■ **EXERCISE BRIEF**:
Output the lines below as a JSON list of strings, one string per line, omitting any blank lines.

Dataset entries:
-=-=-

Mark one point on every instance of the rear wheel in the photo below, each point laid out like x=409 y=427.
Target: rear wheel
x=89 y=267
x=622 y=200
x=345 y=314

-=-=-

■ **FINISHED EXERCISE**:
[
  "Mark one point on every instance of the rear wheel in the photo below, each point laid out like x=409 y=427.",
  "Target: rear wheel",
  "x=89 y=267",
  "x=622 y=200",
  "x=345 y=314"
]